**Written instruction 1:** Decide whether each statement agrees with the integral solution below, answering yes or no and quoting the words of the solution that settle it. (a) The integral is evaluated with a table of integrals. (b) The solution applies formula 70. (c) The integrand is rewritten before a formula is applied.
**Written instruction 2:** In the integral solution below, what values are assigned to u and a?
**Written instruction 3:** Using the integral solution below, explain why formula 69 is the one applied.

**Reading passage:**

Answer
$$\frac{1}{8}\ln \left| {\frac{{x + 4}}{{x - 4}}} \right| + C\,\,\,$$
Work Step by Step
$$\eqalign{
& \int {\frac{1}{{16 - {x^2}}}} dx \cr
& {\text{Use the Endpaper Integral Table to evaluate the integral}} \cr
& {\text{Rewrite the integrand}} \cr
& \int {\frac{1}{{16 - {x^2}}}} dx = \int {\frac{1}{{{4^2} - {x^2}}}} dx \cr
& {\text{The integrand has a expression in the form }}{a^2} - {u^2}{\text{ }}{\text{}} \cr
& {\text{Use formula 69}} \cr
& \left( {69} \right):\,\,\,\,\int {\frac{{du}}{{{a^2} - {u^2}}}} = \frac{1}{{2a}}\ln \left| {\frac{{u + a}}{{u - a}}} \right| + C\,\,\, \cr
& {\text{let }}u = x,\,\,\,a = 4 \cr
& \int {\frac{1}{{{4^2} - {x^2}}}} dx = \frac{1}{{2\left( 4 \right)}}\ln \left| {\frac{{x + 4}}{{x - 4}}} \right| + C\,\,\, \cr
& {\text{simplifying}} \cr
& \int {\frac{1}{{16 - {x^2}}}} dx = \frac{1}{8}\ln \left| {\frac{{x + 4}}{{x - 4}}} \right| + C\,\,\, \cr} $$

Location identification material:

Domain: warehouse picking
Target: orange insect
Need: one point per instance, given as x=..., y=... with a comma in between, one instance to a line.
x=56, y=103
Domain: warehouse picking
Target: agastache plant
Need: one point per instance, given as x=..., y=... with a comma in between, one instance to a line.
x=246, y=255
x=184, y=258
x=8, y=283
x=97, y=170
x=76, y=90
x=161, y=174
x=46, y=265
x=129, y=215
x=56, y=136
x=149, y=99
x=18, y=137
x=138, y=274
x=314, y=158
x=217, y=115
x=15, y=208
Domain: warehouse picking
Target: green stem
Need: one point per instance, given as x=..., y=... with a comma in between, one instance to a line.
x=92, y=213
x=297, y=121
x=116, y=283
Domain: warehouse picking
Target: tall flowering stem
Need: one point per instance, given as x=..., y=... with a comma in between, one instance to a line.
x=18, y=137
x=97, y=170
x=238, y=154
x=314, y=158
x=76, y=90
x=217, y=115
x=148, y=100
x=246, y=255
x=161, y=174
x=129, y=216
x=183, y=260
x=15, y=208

**Written answer 1:** (a) Yes: "Use the Endpaper Integral Table to evaluate the integral." (b) No: "Use formula 69." (c) Yes: "Rewrite the integrand."

**Written answer 2:** u = x and a = 4.

**Written answer 3:** After 16 is rewritten as 4², the integrand has an expression in the form a² − u². Formula 69 covers integrals with a² − u² in the denominator, so it applies with u = x and a = 4.